WHAT THE TASK ASKS
Copy out all of the entries below without any change.

GIVEN DATA section start

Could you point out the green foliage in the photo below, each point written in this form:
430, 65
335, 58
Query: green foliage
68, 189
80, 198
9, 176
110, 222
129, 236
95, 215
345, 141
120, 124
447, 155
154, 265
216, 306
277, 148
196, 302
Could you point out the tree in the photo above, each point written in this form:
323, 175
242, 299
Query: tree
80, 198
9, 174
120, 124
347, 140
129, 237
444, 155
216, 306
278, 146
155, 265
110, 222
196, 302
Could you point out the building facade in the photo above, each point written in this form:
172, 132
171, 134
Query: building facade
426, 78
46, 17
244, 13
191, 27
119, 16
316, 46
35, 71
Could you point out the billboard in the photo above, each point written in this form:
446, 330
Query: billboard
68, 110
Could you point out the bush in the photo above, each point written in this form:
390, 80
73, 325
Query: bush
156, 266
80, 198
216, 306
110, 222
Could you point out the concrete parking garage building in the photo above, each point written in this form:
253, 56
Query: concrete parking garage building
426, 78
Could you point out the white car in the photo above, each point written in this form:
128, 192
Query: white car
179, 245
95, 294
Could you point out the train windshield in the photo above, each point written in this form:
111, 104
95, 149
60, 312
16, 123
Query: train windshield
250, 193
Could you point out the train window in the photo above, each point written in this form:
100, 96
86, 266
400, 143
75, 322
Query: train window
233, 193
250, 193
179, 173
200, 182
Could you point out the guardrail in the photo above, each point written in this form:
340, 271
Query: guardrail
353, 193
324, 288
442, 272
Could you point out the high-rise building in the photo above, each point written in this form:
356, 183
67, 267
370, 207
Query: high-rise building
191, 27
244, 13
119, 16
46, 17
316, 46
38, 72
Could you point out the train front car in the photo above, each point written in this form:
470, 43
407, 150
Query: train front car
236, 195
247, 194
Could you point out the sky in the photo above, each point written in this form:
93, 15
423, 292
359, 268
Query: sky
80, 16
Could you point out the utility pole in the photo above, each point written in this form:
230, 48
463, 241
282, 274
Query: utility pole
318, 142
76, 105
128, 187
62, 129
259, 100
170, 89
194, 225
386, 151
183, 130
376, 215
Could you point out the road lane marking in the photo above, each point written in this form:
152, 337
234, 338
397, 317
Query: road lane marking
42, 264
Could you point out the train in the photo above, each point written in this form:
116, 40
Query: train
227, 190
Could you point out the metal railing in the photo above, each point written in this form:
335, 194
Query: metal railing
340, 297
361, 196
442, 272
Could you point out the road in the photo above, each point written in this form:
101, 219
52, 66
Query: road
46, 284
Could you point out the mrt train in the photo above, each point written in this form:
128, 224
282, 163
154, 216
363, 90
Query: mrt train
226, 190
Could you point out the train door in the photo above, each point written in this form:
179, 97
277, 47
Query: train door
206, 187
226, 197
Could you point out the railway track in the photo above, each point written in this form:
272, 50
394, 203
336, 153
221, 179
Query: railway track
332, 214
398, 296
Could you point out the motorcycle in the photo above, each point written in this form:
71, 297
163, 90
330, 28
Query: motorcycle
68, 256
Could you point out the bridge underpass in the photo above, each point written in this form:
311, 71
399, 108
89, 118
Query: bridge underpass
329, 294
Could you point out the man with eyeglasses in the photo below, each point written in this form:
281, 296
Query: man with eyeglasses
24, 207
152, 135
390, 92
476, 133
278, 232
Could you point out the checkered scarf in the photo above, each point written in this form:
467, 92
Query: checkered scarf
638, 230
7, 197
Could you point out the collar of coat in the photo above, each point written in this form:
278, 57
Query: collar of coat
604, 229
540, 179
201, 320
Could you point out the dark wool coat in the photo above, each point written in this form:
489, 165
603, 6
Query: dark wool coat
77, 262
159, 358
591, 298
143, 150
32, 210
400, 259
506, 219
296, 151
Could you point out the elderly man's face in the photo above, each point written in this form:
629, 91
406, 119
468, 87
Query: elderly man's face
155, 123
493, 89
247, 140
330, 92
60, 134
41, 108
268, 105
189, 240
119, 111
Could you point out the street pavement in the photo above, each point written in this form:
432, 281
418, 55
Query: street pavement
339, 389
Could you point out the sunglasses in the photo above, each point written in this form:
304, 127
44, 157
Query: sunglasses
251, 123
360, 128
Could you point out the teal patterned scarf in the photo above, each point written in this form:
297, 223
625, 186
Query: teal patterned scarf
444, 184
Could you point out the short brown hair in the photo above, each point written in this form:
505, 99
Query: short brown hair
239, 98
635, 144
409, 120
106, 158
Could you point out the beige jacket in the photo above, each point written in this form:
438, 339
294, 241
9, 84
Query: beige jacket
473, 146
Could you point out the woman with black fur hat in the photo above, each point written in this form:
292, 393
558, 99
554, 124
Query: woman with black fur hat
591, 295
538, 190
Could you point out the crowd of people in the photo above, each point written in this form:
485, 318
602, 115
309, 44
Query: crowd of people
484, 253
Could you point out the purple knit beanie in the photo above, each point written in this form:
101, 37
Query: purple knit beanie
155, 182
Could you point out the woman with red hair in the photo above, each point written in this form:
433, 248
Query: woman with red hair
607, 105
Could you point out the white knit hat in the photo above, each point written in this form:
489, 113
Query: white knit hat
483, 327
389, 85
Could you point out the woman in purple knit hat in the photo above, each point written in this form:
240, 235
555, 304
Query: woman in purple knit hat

GIVEN DATA section end

SOLVED EXERCISE
Could you point out the green foliage in the photo below, each point written in this form:
430, 65
335, 58
Query: green foliage
68, 189
80, 198
9, 176
110, 222
129, 236
95, 215
345, 141
120, 124
447, 155
154, 265
216, 306
277, 148
196, 302
Could you point out the tree in the photo above, each point written in this form:
323, 175
242, 299
Query: tree
80, 198
9, 174
120, 124
347, 140
129, 237
444, 155
216, 306
278, 146
155, 265
110, 222
196, 302
Could you point out the building facade in the photo above, each point written in this form:
172, 132
171, 134
Query: building facade
426, 78
46, 17
244, 13
191, 27
119, 16
316, 46
35, 71
Could you point out the billboard in the photo above, each point written in this form:
446, 330
Query: billboard
68, 110
Could you point out the bush in the photo above, each point written in this form:
390, 80
73, 325
Query: bush
156, 266
80, 198
216, 306
110, 222
Could you point out the concrete parking garage building in the photo above, each point written in this form:
253, 56
Query: concrete parking garage building
426, 78
Could you point out the white car in the photo above, each point written in this form:
128, 192
Query: white car
179, 245
95, 294
Could you point out the train windshield in the photo above, each point written in this form:
111, 104
95, 149
60, 312
16, 123
Query: train windshield
250, 193
Could you point out the train window in the photo above, each point written in this form:
100, 96
86, 266
400, 143
75, 322
Query: train window
233, 193
250, 193
179, 173
200, 182
Could you point out the guardrail in the photo above, each point written in this form:
340, 271
Query: guardrail
353, 193
324, 288
442, 272
Could you point out the high-rise building in the photo above, each point written in this form:
356, 183
67, 267
370, 207
Query: high-rise building
191, 27
244, 13
119, 16
46, 17
316, 46
38, 72
Could you point out the train front car in the photo above, each point written in this form:
470, 43
407, 150
Query: train front car
236, 195
247, 194
Could you point out the sky in the photo above, each point written in this form:
93, 15
423, 292
359, 268
Query: sky
80, 16
Could you point out the utility pole in the photo above, each point written in this form:
230, 48
463, 241
282, 274
Query: utility pole
318, 142
76, 105
128, 187
62, 129
259, 100
170, 89
194, 225
386, 151
183, 130
376, 215
Could you point out the road lane marking in the photo above, each point written in this form:
152, 337
234, 338
397, 317
Query: road lane marking
42, 264
Could you point out the train in the photo above, each point written in this form:
116, 40
Query: train
227, 190
Could you point out the metal railing in the photo above, each point written in this form:
335, 194
Query: metal railing
340, 297
361, 196
442, 272
Could you point out the road in the photo above, each point written in this form:
101, 219
52, 66
Query: road
46, 284
Could you point out the mrt train in the photo above, each point written in this form:
128, 224
282, 163
154, 216
363, 90
Query: mrt train
226, 190
Could you point out the train door in the photo above, each point written in this form:
179, 97
277, 47
Query: train door
206, 187
226, 197
Could you point out the railway track in the photo above, each point written in this form:
272, 50
394, 203
336, 153
221, 179
Query: railway track
332, 214
398, 296
Could you point out the motorcycle in the photo above, each point written in this form:
71, 297
163, 90
330, 28
Query: motorcycle
68, 256
Could you point out the bridge underpass in the photo above, each point written in this form:
311, 71
399, 108
89, 118
Query: bridge underpass
329, 294
Could you point out the man with eyeglasses in the photo below, each point written in this form:
281, 296
Query: man with eyeglasses
24, 207
152, 135
390, 92
476, 133
278, 232
Could you point out the checkered scarf in the photo above, each point written in this form:
467, 92
Query: checkered scarf
638, 230
7, 197
Could you point out the collar of coat in the photo above, each point written in this form:
278, 57
Query: collar of coat
604, 229
540, 179
201, 320
Could you point out the dark wool coat in the photo above, each point written in this form:
489, 165
603, 6
Query: dark wool coat
77, 262
159, 358
591, 298
143, 150
32, 210
400, 259
506, 219
296, 151
Could you point out the elderly man's face in the photo above, each point written in this form:
629, 91
406, 119
468, 87
Query: elderly man's face
155, 123
493, 89
247, 140
330, 92
60, 134
41, 108
268, 105
189, 240
119, 111
Could you point out the street pavement in the photo above, each point written in this form:
432, 281
418, 55
Query: street pavement
339, 389
Could you point out the sunglasses in the photo above, each point written in this form:
304, 127
44, 157
Query: sunglasses
251, 123
360, 128
Could you point out the teal patterned scarf in the photo above, each point written in this form:
297, 223
625, 186
Query: teal patterned scarf
444, 184
Could you point out the short brown hair in the photo above, each point written in this form:
505, 99
Query: short brown hair
239, 98
635, 144
409, 120
106, 158
Could you point out the beige jacket in the photo above, each point written in this form:
438, 339
294, 241
9, 84
Query: beige jacket
473, 146
Could you point out the woman with black fur hat in the photo above, each point written in this form:
292, 393
558, 99
554, 124
Query: woman with black fur hat
591, 295
538, 190
Could you point out the crowd of people in the photo above, each point written in this form:
485, 318
602, 115
309, 44
Query: crowd of people
484, 253
Could you point out the purple knit beanie in the photo above, each point written in this form:
101, 37
Query: purple knit beanie
155, 182
Could you point out the woman with red hair in the photo above, each point written in this form:
433, 248
Query: woman with red hair
607, 105
Could you point out the white knit hat in the photo above, each point written in this form:
489, 113
Query: white knit hat
483, 327
389, 85
Could you point out the woman in purple knit hat in the photo above, each point written in this form:
240, 235
555, 304
Query: woman in purple knit hat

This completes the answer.